=== Your instructions ===
Answer these questions from the text on the Virginia physical activity bill veto:
1. How many minutes of physical activity per week would the bill have required?
2. What was the bill's vote count in the Senate?
3. What feeling does the letter to the governor say the writer has about the veto?

=== Excerpt ===
* * * *

Are multiplication tables more important than our children's health? Virginia Governor Robert McDonnell seems to think so. He recently vetoed a bill that would have required all elementary and middle school students in Virginia to participate in 150 minutes of physical activity a week, in addition to recess.
The bill passed 37-2 in the Senate and 55-40 in the House, but Governor McDonnell had the final say. His concerns about funding simply point to a lack of political will to prioritize children's health. Further concerns about more P.E. impeding academic performance are unfounded, as countless studies have proven that physical activity actually boosts classroom performance.
Please join us in encouraging McDonnell to increase access to physical activity for Virginia's children. Learn more at Huffington Post.
- Virginia Governor
I am writing to express my grave disappointment over your recent veto of the bill to require more physical activity in Virginia's elementary and middle schools. Passing the bill would have demonstrated to the people of Virginia that the state is serious about children's health, and the reality of implementation would have lent urgency to a problem that we as a country have let languish for far too long.

* * * *

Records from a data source
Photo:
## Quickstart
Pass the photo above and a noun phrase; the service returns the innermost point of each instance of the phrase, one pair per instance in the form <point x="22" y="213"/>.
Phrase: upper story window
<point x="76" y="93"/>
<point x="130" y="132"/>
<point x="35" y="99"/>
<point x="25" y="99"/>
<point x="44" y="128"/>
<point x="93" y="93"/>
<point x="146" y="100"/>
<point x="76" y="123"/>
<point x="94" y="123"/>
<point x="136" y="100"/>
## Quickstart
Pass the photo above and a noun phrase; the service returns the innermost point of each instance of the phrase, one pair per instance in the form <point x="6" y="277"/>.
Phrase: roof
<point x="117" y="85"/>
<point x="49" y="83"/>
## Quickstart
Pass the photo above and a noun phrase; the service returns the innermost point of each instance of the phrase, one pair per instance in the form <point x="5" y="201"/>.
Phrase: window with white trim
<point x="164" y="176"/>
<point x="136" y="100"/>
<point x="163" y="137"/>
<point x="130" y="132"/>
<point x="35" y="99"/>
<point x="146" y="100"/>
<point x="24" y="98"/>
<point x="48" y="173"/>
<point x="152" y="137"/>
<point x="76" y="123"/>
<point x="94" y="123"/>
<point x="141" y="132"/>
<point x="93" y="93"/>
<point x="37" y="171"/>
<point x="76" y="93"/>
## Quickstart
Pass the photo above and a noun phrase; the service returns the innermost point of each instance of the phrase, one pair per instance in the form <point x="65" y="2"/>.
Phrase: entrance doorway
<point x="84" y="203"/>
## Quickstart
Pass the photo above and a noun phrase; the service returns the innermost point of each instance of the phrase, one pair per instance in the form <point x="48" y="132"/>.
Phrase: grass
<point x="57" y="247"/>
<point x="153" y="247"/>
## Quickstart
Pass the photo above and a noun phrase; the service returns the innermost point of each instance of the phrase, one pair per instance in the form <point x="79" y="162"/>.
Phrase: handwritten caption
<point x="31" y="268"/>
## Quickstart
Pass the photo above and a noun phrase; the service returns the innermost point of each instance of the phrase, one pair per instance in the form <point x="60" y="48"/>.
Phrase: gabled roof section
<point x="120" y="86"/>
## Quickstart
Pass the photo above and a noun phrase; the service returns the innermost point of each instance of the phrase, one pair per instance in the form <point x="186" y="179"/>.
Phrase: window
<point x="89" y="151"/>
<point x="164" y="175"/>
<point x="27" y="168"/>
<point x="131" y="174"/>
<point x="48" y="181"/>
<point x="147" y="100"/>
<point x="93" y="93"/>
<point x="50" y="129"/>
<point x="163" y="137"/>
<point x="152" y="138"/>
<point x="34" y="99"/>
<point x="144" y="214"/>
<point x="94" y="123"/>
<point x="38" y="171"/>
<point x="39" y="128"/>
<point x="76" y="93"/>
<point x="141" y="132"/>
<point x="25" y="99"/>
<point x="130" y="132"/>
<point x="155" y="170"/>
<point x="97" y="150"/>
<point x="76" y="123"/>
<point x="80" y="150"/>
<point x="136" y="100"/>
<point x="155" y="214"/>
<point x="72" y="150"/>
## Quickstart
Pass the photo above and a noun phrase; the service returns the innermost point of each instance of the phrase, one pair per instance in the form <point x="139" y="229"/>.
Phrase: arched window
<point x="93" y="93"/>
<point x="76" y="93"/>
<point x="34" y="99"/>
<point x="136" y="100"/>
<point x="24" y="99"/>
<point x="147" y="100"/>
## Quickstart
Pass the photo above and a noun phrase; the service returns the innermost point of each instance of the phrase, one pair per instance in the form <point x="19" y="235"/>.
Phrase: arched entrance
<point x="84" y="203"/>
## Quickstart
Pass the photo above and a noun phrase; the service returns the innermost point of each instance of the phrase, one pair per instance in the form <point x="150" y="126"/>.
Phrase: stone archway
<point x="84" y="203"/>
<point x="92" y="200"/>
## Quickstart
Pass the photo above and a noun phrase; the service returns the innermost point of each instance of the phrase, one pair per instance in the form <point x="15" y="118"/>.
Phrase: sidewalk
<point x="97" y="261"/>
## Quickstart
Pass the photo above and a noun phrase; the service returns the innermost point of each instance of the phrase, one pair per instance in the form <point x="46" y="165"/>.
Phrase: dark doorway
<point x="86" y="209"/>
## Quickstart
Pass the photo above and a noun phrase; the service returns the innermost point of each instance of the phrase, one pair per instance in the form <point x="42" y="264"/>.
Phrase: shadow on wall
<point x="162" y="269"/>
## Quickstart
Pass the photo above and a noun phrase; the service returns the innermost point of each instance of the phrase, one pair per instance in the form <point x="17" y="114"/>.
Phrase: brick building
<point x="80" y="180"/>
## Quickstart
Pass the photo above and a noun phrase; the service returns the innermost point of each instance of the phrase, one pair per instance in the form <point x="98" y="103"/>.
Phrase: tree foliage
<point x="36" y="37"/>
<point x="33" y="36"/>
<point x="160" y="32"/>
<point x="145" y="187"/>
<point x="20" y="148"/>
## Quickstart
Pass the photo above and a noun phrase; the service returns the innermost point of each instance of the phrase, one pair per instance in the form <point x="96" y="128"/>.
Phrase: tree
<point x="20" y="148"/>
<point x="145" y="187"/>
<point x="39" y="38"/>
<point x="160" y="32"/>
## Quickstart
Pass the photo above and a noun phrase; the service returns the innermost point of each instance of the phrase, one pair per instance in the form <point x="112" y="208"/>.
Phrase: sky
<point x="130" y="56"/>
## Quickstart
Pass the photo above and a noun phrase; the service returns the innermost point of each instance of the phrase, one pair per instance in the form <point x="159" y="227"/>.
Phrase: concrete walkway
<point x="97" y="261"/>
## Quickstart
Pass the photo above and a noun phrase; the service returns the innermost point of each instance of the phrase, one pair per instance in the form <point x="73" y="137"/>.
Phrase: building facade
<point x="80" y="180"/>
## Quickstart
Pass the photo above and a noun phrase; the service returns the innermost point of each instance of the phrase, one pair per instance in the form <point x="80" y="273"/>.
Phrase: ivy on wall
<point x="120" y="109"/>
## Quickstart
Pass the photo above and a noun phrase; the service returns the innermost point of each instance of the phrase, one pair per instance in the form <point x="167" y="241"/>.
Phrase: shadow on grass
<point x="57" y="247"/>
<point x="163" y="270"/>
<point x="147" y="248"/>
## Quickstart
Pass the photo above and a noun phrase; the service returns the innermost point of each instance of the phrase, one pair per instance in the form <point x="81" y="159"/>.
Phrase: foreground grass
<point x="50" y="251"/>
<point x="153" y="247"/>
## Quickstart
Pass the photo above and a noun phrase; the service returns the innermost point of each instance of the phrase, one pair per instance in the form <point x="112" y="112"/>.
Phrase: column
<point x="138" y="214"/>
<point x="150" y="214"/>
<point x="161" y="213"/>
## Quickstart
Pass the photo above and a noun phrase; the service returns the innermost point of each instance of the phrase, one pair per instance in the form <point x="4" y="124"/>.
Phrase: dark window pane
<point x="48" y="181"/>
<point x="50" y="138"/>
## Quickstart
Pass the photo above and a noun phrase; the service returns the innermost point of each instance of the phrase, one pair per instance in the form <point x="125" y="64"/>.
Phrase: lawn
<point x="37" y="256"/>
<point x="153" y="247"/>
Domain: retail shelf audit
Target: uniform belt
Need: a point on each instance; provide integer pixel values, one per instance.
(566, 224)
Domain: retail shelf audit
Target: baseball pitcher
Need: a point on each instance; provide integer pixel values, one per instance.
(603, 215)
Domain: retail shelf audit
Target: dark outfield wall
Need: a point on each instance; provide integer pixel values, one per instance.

* * * *

=== Answer to this problem ===
1. 150 minutes a week, in addition to recess.
2. 37-2.
3. Grave disappointment.